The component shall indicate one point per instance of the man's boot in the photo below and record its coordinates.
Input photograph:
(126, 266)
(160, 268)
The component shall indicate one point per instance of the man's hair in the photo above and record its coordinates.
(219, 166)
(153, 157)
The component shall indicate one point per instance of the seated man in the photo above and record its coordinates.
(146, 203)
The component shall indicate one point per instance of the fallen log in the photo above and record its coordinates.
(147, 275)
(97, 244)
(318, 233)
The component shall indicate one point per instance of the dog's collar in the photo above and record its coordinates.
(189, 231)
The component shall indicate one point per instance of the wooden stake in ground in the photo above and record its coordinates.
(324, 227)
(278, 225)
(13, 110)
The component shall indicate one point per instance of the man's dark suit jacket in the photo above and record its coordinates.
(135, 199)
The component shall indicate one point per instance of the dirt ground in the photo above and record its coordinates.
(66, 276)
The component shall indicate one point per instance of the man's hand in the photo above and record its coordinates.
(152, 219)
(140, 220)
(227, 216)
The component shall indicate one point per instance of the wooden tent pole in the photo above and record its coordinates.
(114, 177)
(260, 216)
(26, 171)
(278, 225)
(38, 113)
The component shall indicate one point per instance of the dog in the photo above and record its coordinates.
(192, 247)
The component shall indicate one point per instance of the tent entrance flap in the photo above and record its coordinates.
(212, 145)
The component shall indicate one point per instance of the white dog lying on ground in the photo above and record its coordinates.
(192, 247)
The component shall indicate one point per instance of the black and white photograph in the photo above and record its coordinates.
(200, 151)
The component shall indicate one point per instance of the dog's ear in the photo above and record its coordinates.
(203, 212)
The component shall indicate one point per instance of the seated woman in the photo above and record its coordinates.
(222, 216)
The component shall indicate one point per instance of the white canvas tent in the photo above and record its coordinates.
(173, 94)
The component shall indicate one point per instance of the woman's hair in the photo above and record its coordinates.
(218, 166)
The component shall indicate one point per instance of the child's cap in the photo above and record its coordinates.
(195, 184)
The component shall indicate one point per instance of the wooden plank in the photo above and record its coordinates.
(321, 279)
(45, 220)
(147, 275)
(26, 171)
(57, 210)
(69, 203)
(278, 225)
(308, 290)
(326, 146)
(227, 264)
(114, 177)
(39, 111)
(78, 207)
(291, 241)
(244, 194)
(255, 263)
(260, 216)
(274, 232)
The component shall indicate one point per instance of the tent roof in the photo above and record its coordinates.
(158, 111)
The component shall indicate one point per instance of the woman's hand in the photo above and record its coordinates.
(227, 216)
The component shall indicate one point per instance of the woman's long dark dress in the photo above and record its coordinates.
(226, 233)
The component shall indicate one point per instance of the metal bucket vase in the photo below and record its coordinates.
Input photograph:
* * *
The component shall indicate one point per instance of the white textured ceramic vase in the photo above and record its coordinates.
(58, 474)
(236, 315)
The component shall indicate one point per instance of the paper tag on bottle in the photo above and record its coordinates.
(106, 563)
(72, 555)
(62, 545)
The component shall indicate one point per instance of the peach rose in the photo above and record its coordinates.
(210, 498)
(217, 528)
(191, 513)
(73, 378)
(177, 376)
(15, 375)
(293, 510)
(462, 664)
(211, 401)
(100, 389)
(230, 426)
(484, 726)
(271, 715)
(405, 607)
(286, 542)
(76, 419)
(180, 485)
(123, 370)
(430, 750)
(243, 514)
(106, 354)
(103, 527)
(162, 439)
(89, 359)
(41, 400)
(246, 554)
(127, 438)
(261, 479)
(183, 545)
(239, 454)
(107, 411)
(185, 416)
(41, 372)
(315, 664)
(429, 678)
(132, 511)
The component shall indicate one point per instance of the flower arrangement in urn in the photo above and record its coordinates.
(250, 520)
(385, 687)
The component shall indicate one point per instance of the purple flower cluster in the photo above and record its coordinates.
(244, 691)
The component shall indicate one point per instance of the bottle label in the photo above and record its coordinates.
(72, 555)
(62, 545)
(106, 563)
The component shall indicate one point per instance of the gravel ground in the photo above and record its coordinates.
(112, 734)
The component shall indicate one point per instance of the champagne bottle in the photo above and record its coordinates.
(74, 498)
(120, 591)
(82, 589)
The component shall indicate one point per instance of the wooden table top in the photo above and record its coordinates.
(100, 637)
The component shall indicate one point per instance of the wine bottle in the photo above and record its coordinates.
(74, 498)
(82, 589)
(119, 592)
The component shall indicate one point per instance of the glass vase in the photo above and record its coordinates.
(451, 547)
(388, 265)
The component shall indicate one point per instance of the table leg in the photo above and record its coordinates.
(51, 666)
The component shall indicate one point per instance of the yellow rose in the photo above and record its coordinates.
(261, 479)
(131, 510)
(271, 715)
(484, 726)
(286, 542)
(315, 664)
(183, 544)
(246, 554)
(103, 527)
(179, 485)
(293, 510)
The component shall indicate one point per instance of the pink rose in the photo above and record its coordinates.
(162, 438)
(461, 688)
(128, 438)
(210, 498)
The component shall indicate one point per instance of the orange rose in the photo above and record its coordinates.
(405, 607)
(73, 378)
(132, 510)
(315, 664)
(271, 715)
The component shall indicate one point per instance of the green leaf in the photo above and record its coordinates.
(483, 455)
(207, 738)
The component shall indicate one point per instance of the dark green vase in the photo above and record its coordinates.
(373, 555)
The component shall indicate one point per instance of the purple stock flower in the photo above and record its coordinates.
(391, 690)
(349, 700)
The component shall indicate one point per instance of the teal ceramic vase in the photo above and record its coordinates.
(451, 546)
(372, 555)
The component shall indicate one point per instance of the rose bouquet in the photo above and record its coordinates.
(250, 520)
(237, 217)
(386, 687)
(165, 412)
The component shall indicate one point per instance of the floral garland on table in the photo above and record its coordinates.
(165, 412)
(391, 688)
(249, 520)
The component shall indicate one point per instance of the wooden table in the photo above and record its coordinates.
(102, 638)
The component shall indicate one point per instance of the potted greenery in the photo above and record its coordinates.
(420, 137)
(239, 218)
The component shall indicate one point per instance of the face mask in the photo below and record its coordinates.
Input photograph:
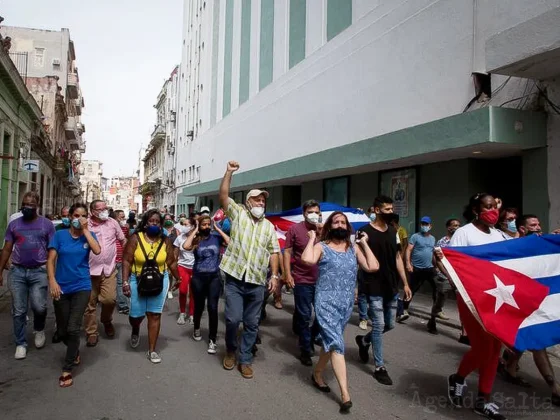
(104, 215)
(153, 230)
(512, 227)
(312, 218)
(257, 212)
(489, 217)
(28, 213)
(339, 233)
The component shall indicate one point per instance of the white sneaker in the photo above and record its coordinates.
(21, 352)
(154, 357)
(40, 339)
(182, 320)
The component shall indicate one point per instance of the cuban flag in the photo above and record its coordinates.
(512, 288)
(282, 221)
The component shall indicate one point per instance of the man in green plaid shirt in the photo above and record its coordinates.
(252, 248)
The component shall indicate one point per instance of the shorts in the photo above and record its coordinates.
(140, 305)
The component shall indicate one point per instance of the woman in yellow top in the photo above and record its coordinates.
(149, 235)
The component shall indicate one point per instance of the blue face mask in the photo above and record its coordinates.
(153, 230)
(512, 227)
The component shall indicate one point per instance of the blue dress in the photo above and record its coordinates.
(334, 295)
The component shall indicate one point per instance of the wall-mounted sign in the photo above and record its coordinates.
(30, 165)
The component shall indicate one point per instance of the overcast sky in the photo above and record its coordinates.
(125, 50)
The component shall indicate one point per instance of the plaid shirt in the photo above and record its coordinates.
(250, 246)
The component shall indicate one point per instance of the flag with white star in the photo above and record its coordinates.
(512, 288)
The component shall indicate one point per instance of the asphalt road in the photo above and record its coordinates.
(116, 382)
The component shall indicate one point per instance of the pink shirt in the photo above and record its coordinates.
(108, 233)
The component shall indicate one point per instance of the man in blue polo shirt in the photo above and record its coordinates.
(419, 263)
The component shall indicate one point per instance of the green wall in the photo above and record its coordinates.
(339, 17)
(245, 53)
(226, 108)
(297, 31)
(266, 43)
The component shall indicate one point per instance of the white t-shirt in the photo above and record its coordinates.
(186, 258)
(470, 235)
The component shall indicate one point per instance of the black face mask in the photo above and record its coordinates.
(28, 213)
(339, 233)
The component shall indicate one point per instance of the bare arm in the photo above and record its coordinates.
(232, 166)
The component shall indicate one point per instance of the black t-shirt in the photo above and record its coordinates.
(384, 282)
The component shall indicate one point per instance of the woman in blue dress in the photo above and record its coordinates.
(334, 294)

THE TASK
Collect every line of the data above that contains the string "plaid", and reproduce each matching line in full.

SOLUTION TO THIS TASK
The component shall indicate one point per instance of the man in green plaid shirt in the photo above and record its coordinates.
The component shall indicate one point per instance of the plaid shirt in the photo above and record its coordinates.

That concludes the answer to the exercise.